Selected excerpt:
Sun May 23 12:07:17 2004 : Will Tex files be provided or will you help us for those of us wanting to learn LaTeX?

Mon May 24 09:48:56 2004 : John: :) This is not a class in LaTeX, and certainly no one will be expected to type up their homework... but those files that I distribute I will also give out in TeX for your edification. Cheers!

Tue May 25 11:05:34 2004 : Is the textbook for this class finalized? That is the probablity that this text won't be used is about 0.000000000000000000000000000000001?

Tue May 25 11:56:18 2004 : John: Yes, the textbook is finalized, and the probability is a very small epsilon > 0 that the textbook won't be used. :) I plan to follow the text generally while supplementing it as much as I can with relevant and fun material.

Tue May 25 12:48:19 2004 : hello; when I try to look at the syllabus, I get error 'file not found'

Tue May 25 13:30:46 2004 : The syllabus isn't up becasue John hasn't put it up! We must really be so bored and can't wait for math 115 to begin!

Fri May 28 11:57:55 2004 : John: I just put up the syllabus. I'm still working out the homework assignments. :)

Fri May 28 12:27:59 2004 : On the syllabus for week 3, it says Fermat's Last Theorem. It should be Fermat's Little Theorem, as I don't think we could cover the entire proof of Fermat's Last Theorem in one lecture. What is the grading scale for this class? Will it be determined later, or is an A 85% an above, etc.., as some Math profs have done here? Finally, is a 50 minute midterm enough time to test us on the material? It seems to be more of a speed test than a test of our understanding.

Fri May 28 16:29:28 2004 : John: Thanks for your comments! (1) I fixed the typo in the syllabus. (2) I reserve the right to adjust the grading scale for the class to my liking. It is usually only possible in retrospect to know whether or not an exam was a good one or not. This is an upper-division math class and a grading scale based on rigid percentages seems out of place. (3) The material covered in Weeks 1 through 3 is relatively basic, therefore I expect that the exam will be very doable in 50 minutes. This can always be changed, of course, since the class is 2 hours long. :)

Thu Jun 3 08:15:10 2004 : How did John get that Cal icon on the browser's web address on his home page?

Listed records:
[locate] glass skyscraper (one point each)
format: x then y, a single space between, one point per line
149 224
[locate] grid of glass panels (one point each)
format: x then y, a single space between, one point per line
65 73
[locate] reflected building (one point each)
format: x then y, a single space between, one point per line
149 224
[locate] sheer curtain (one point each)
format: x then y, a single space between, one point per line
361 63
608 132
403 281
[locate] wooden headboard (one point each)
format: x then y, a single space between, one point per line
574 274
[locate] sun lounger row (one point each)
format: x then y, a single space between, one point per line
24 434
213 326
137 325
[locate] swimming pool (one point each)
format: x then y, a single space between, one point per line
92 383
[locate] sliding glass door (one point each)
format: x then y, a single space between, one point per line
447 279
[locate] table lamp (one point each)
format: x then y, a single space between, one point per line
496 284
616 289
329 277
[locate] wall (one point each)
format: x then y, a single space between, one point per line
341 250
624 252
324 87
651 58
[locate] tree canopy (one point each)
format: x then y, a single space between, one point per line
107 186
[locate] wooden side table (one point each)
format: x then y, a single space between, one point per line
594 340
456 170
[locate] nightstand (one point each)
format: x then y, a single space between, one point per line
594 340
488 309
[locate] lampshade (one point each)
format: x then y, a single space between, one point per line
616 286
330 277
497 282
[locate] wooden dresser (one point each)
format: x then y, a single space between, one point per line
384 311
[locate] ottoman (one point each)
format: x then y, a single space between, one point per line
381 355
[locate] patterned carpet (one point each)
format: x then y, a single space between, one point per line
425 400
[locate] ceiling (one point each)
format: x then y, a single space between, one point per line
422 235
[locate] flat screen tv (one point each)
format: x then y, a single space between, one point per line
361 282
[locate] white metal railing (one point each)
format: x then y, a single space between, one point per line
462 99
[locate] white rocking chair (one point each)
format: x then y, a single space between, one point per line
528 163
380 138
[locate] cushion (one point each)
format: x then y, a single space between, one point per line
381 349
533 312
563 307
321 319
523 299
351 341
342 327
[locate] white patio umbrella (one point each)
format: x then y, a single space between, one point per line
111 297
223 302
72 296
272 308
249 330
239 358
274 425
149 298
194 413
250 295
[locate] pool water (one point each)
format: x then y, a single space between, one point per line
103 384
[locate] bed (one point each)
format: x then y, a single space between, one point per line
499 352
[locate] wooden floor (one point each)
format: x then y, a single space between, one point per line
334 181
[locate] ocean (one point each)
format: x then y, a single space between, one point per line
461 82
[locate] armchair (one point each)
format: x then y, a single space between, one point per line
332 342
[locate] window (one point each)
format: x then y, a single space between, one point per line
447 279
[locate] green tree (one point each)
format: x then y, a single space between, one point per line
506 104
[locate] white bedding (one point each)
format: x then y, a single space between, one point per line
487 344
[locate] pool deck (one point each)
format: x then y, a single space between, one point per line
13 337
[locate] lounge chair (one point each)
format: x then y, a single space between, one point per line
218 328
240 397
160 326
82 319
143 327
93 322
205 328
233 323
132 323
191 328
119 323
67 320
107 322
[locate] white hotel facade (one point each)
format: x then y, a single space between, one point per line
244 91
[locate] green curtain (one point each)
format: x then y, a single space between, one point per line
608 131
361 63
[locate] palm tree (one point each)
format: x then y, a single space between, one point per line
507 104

Tasks to complete:
a. Reproduce the part of the math class thread between "Sun May 23 12:07:17" and "your edification. Cheers!", inclusive.
b. In the math class thread, which theorem should the week 3 syllabus have listed in place of Fermat's Last Theorem?
c. Go on with the math class thread from the point where it stops.
The entries were taken from a different source than the math class thread.

Expected outputs:
a.
Sun May 23 12:07:17 2004 : Will Tex files be provided or will you help us for those of us wanting to learn LaTeX?

Mon May 24 09:48:56 2004 : John: :) This is not a class in LaTeX, and certainly no one will be expected to type up their homework... but those files that I distribute I will also give out in TeX for your edification. Cheers!

b. Fermat's Little Theorem.

c.
Thu Jun 3 08:58:17 2004 : John: I don't know. Which icon? It doesn't appear on my browser...

Sat Jun 5 11:38:39 2004 : Ah, I figured out it was favicon.ico For example and I see this also on John's main page

Tue Jun 8 18:49:50 2004 : Will we possibly have time to cover section 4.5, 10.1, 10.2, and anything from chapter 12?

Wed Jun 9 11:11:57 2004 : John: We will definitely say a word about ElGamal (when we talk about orders of elements, we will talk about discrete logs); right now, I have chosen to talk about Diophantine equations rather than continued fractions, because that's closer to my heart; and as for systems of linear congruences, I'll check to see how comfortable the class is with linear algebra and if so, hopefully we will have a chance to talk about that, too. But better to cover some things well rather than too many things not-so-well! :)

Sat Jun 19 09:22:24 2004 : On hw #1, section 1.1, problem 4c, do we consider the case where we are multiplying 0 with an irrational number?

Sat Jun 19 12:05:21 2004 : On hw #1, problem 1.1A (b), it says that "S cannot contain a decreasing sequence of distinct real numbers" But we don't actually have sequences, but just elements of that set that appear to just be increasing?

Sat Jun 19 17:02:57 2004 : John: Geez luweez, someone's getting an early start! :) For 1.1.4(c), yes, 0 is a valid thing to consider. But can you find a less trivial counterexample? For 1.1A(b), we say that a set S _contains_ a sequence of elements if every element of the sequence comes from S. (This exercise is meant for you to practice with the well-ordering property, as well as to practice a little with logic and proofs--it's not supposed to be hard.)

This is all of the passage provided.